EXTRAIT DU DOCUMENT.

%%

Pour l’intuition, à part mon savoir a posteriori, je me suis aidé de deux numéros hors-série sur ce sujet, de Sciences et vie et de Philosophie magazine, ainsi que de passages de « Voyage au cœur de l'espace-temps » de Stéphane d'Ascoli et d'Arthur Touati.

Certains chercheurs en philosophie font une différence entre la réalité et le réel. La réalité est ce qui est admis pour vrai et le réel dépasse nos représentations. Le réel est inatteignable, ou juste peut-être peut-on s’en approcher.

On peut illustrer par des mots l’apparence et le fond caché.
Ne connaissant pas le mot lié à un objet ou troublé nous ne voyons pas la profondeur d’un environnement. Nous passons à côté de la réalité, donc encore plus du réel.
Mais cette réalité n’est peut-être qu’un trompe-l’œil, qui donne satisfaction quand il se révèle.

%%

DONNÉES FOURNIES.
%%

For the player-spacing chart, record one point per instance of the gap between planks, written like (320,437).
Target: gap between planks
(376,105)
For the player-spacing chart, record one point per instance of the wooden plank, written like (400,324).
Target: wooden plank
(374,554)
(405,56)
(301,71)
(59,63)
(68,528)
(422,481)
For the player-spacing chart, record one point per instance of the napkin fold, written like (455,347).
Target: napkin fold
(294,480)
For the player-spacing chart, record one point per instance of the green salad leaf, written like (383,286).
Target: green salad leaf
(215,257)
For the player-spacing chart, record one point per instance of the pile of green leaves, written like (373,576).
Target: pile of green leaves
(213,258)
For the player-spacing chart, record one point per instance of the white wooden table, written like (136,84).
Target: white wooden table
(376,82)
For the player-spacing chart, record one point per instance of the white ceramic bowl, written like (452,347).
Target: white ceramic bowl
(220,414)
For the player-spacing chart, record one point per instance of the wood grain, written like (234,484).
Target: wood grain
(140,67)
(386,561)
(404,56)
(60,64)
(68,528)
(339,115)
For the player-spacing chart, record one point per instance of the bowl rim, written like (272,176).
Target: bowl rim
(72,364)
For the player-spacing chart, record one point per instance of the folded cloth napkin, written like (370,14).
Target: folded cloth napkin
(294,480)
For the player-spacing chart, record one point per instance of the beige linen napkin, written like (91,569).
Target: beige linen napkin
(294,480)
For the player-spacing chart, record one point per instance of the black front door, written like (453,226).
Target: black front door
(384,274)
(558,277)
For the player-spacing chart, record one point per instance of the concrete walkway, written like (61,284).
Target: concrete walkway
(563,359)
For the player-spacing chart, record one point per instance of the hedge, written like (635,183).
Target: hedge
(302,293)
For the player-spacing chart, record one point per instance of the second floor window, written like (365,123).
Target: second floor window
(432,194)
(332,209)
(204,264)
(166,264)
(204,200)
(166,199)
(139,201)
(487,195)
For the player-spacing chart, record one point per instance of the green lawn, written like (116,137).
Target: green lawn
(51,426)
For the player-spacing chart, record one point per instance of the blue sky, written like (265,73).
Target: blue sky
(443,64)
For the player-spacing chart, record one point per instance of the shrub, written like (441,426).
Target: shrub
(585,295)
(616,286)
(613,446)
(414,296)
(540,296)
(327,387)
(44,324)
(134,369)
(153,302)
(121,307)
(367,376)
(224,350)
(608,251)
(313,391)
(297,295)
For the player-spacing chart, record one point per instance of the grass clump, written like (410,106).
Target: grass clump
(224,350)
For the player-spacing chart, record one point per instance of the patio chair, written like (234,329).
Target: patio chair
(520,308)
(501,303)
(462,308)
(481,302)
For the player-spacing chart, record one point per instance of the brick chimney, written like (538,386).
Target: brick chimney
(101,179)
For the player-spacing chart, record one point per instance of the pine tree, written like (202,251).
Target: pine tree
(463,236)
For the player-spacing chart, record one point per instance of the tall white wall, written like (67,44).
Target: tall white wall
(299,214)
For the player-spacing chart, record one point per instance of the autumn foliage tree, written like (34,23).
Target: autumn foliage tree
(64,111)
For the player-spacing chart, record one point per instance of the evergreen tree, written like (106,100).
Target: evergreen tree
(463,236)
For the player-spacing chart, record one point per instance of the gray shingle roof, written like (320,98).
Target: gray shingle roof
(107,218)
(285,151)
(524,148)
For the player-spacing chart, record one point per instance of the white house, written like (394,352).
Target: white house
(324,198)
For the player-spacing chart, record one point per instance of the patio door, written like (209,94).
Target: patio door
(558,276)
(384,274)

%%

CONSIGNES. D'après l'extrait du document, comment certains chercheurs en philosophie distinguent-ils la réalité du réel ?

SOLUTION DU PROBLÈME. La réalité est ce qui est admis pour vrai, tandis que le réel dépasse nos représentations.